What you will do: The output should match, line for line, the records from the line containing "the white cloud" through the line containing "The component shall return one point per instance of the window", with every picture left out.

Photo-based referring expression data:
▬▬▬

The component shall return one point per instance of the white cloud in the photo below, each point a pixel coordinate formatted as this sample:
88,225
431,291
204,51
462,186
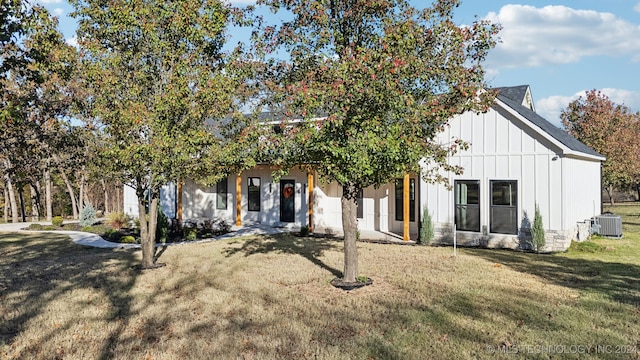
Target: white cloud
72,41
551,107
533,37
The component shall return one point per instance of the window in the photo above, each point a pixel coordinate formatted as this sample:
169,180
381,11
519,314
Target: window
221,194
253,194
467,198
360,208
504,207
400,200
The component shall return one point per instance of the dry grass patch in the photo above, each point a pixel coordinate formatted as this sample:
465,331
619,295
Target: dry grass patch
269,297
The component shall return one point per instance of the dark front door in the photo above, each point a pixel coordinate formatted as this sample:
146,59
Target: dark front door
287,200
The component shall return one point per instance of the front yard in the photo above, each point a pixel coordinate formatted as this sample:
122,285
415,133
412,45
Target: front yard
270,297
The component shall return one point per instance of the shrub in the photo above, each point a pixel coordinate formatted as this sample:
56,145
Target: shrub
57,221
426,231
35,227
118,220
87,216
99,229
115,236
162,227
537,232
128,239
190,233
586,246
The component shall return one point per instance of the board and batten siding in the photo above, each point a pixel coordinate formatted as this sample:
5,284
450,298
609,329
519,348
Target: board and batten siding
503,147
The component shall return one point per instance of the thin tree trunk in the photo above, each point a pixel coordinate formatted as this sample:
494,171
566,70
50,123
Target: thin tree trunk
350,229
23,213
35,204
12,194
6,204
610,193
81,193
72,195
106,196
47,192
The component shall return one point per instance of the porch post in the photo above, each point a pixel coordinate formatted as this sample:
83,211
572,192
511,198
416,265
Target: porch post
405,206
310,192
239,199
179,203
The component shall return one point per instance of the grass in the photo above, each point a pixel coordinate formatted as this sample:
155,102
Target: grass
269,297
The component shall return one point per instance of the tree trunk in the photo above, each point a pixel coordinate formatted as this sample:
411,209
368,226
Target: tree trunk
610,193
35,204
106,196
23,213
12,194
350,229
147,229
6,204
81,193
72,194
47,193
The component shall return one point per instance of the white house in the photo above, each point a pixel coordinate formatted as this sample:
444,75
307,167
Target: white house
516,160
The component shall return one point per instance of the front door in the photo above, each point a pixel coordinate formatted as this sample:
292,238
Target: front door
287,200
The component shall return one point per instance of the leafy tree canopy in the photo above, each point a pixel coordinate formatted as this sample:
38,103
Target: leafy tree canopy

▬▬▬

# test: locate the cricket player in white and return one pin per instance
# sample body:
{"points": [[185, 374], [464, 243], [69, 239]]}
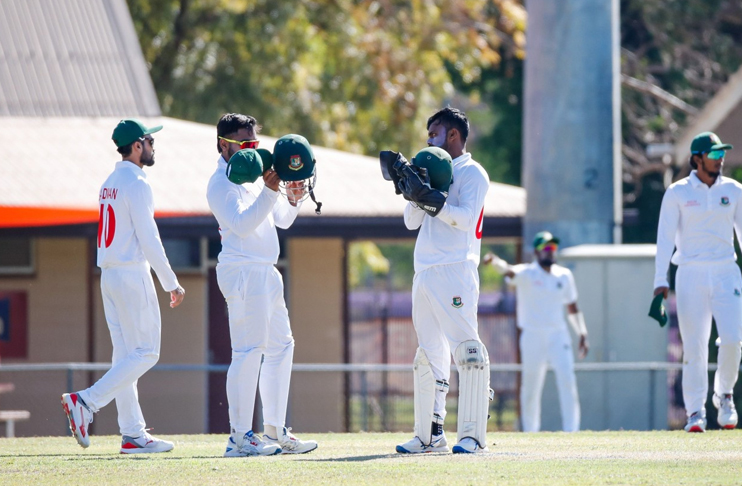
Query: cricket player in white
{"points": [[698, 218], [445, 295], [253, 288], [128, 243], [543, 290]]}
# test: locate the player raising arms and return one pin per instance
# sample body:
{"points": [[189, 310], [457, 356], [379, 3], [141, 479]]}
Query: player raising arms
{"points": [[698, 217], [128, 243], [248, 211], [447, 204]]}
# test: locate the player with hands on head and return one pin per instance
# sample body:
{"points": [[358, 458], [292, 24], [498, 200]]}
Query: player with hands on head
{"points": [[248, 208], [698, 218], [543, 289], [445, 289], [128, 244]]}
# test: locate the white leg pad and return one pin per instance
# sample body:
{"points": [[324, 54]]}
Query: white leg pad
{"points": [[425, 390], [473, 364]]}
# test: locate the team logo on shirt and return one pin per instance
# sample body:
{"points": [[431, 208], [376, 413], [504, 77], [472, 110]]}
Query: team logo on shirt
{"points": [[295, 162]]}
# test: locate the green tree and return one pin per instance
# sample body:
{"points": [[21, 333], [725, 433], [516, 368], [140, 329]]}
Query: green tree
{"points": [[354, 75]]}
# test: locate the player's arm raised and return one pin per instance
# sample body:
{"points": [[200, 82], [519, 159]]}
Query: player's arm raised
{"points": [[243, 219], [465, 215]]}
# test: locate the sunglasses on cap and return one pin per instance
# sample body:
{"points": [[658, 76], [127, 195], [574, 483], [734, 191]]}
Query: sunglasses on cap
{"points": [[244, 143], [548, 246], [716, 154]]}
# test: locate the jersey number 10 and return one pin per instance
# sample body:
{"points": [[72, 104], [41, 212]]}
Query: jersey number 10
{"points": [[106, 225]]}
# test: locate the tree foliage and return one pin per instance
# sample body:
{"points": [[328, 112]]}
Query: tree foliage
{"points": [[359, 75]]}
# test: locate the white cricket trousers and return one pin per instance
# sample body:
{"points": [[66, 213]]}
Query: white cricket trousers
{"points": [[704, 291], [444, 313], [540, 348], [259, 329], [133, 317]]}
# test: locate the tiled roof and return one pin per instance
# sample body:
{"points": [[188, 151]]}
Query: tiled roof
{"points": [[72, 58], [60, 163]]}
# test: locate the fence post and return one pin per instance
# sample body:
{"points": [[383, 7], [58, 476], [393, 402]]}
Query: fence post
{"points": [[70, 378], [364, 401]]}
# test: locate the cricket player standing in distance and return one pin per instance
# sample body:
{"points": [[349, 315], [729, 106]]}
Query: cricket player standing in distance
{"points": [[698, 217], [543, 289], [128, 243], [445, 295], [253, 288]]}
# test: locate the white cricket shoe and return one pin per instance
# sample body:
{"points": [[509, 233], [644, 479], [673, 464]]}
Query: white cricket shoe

▬▬▬

Written response:
The component shall return one point per instance of the white cloud in the photo below, each point a pixel coordinate formatted as this sample:
88,225
431,291
204,51
462,186
Target: white cloud
72,41
551,107
533,37
The component shall return one point per instance of the window in the photo above, each point a pixel coordinate formatted as this sample:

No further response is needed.